Records supplied Block Start

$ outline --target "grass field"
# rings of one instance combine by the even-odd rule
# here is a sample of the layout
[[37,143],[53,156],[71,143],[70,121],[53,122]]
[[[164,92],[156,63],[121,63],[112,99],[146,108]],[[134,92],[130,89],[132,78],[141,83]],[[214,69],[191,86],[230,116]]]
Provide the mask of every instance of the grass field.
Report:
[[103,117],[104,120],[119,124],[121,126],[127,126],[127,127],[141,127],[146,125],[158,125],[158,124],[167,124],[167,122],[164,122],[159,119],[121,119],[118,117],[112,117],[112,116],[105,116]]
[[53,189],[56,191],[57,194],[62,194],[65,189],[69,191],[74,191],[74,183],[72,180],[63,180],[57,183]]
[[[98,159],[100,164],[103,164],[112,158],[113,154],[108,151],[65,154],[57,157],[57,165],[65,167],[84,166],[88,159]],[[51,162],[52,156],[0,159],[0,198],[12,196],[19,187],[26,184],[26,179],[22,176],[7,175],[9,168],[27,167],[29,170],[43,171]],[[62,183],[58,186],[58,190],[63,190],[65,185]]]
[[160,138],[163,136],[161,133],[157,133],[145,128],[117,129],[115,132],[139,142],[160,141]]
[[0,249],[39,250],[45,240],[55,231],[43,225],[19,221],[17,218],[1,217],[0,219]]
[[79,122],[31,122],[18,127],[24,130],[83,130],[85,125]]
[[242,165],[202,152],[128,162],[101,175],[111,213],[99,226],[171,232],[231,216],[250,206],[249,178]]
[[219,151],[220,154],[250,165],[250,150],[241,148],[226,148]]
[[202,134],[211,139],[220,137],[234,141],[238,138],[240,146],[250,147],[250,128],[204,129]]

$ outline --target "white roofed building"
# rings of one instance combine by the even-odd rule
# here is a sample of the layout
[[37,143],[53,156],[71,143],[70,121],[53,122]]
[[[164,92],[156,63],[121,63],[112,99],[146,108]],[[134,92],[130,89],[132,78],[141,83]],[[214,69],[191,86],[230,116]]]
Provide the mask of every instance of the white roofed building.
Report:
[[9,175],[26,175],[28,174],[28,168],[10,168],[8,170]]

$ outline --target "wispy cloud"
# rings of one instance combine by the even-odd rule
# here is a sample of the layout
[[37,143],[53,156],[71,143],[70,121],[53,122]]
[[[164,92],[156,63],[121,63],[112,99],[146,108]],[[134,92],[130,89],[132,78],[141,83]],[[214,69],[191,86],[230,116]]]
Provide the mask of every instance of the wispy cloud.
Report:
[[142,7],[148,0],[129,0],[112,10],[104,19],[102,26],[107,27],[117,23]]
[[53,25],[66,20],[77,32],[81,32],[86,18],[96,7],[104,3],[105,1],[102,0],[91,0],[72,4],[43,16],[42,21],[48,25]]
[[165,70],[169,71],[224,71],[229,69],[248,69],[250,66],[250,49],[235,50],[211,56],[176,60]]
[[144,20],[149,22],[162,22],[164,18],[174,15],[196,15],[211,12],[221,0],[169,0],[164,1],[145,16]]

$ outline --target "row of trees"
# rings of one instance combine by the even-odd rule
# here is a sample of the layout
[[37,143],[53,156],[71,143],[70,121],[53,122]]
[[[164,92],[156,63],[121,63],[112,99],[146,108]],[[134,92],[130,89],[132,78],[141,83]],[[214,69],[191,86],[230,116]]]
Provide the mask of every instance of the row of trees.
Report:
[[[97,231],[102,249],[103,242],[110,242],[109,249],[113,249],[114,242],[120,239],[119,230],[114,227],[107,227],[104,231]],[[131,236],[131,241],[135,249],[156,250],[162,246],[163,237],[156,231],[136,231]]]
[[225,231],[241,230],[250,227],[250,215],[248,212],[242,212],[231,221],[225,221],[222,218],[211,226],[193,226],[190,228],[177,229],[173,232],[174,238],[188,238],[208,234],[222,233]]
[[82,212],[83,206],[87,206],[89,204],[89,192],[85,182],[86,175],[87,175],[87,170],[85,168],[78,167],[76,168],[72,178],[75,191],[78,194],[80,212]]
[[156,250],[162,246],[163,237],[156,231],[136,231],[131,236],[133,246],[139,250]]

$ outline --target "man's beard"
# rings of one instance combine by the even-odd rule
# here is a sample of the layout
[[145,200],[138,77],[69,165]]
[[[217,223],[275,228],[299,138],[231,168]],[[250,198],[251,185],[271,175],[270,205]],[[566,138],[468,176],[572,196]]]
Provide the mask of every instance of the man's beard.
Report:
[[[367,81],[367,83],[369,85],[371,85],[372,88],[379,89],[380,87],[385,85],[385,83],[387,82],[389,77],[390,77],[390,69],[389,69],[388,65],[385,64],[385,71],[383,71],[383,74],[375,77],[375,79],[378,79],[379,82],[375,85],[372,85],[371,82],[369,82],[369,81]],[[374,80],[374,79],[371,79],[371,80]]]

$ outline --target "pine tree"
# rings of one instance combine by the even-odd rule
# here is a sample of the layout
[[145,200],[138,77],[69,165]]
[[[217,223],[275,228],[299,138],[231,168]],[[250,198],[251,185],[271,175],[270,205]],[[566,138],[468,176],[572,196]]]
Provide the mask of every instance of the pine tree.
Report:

Records supplied Block End

• _Problem statement_:
Copy the records above exactly, please, but only from the first line through the line containing "Provide the mask of every instance of the grass".

• _Response to the exercise_:
$ outline --target "grass field"
# rings of one instance combine by the even-odd rule
# here is a sample of the layout
[[37,143],[53,156],[71,143],[70,121],[53,122]]
[[[164,92],[156,63],[121,63],[112,99],[146,108]],[[134,92],[130,89],[132,78],[141,83]],[[214,69],[191,86],[230,116]]]
Provide the mask of every instance of the grass field.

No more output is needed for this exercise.